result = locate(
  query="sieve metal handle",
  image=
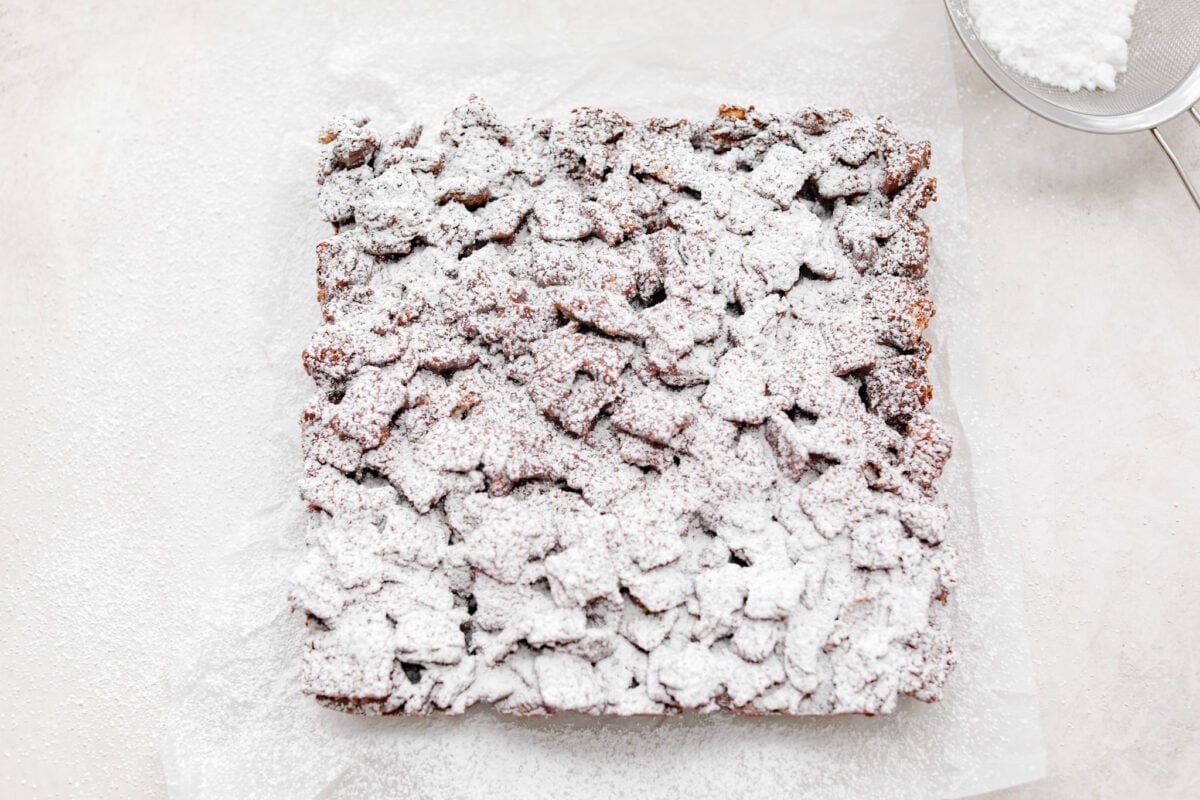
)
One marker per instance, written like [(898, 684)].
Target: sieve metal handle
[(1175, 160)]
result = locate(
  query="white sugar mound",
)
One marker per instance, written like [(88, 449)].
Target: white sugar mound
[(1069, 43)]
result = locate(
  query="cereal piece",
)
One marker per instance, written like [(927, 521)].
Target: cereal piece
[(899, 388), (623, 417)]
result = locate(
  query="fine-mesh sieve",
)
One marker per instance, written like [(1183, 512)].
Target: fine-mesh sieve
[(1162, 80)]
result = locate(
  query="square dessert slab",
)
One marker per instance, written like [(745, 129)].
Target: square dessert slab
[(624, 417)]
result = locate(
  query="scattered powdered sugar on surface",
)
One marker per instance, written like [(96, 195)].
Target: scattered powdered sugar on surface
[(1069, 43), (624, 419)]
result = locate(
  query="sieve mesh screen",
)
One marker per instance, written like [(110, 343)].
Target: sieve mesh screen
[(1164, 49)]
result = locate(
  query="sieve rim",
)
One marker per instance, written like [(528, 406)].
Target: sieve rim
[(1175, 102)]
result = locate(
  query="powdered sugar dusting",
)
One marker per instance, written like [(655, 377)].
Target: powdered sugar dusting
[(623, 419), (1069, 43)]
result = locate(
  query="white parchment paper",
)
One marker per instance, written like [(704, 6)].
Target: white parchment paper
---+---
* **Problem to work on**
Only the stretch of lines that begins with the one holding "One marker per instance, written like [(655, 377)]." and ends with the last line above belongs in the answer; please write it out exactly.

* **Response to this exercise**
One marker per instance, written like [(655, 377)].
Target: powdered sugar dusting
[(623, 419), (1069, 43)]
result = locate(
  query="white parchment paper",
)
One marker per instance, written like [(704, 6)].
Target: white parchment paper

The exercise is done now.